_EXCERPTED RECORDS_:
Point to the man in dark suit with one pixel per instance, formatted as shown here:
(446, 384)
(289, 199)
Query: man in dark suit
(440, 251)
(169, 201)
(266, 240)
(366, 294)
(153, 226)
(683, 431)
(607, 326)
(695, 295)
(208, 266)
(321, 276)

_TASK DESCRIPTION_: Type out the whole listing above exactly.

_EXERCISE RESULT_:
Point to the man in dark suit with one pixel per instance, formatted as shown here:
(446, 384)
(289, 199)
Query: man in dark suit
(440, 251)
(169, 201)
(266, 240)
(366, 294)
(153, 226)
(683, 431)
(607, 326)
(695, 295)
(208, 266)
(321, 276)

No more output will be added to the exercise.